Reading text

------

Media is Sending the Wrong Message about Relationships
I am a parent and a teen abuse survivor. I am concerned the unhealthy relationships portrayed in the film 50 Shades of Grey and the hit Netflix Series You are sending the wrong message to youth. These popular examples, communicate a very negative portrait of what is acceptable in a relationship and what a healthy relationship looks like. Impressionable minds watch and hear this scary behavior and believe that it is acceptable, and even normal to be in an abusive relationship or to be an abuser.
In You, the main character, Joe, develops an infatuation with a woman named Beck. He stalks her on-line and follows her to her school and home. He steals her phone in a “chance” encounter and uses it to manipulate her emotions and slowly convince her that she is falling for him. Joe justifies his actions by repeatedly saying, “See what I do for you, Beck.” He believes the horrendous acts he inflicts upon her are for her own good. Regardless, of what Beck thinks or feels, only Joe truly knows what’s best for her.
It’s a dangerous message: Love makes you crazy and therefore it is acceptable to act crazy to win or keep the one you “love.”

------

Rewrite the passage of the essay on media and relationships between "Media is Sending" and "be an abuser.", inclusive, putting "young people" in place of "youth". The material comes from a separate, unrelated source.

Data listing:
------

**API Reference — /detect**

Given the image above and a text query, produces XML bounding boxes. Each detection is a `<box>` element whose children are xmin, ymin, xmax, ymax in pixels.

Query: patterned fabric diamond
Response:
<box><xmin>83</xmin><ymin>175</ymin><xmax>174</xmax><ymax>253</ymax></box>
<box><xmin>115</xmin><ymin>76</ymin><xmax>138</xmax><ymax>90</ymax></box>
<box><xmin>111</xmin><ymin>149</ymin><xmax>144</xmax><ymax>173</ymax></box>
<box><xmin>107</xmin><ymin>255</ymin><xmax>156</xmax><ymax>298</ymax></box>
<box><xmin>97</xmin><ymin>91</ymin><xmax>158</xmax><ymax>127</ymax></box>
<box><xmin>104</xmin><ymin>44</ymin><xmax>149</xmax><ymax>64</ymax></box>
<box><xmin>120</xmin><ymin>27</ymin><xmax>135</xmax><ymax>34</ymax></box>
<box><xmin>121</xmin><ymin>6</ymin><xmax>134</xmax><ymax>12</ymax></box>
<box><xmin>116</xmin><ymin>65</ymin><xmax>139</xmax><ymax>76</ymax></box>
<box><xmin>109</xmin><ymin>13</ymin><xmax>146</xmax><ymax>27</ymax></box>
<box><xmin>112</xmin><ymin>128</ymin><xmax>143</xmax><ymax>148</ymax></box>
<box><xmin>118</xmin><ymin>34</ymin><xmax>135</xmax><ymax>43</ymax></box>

------

Solution
Media is Sending the Wrong Message about Relationships
I am a parent and a teen abuse survivor. I am concerned the unhealthy relationships portrayed in the film 50 Shades of Grey and the hit Netflix Series You are sending the wrong message to young people. These popular examples, communicate a very negative portrait of what is acceptable in a relationship and what a healthy relationship looks like. Impressionable minds watch and hear this scary behavior and believe that it is acceptable, and even normal to be in an abusive relationship or to be an abuser.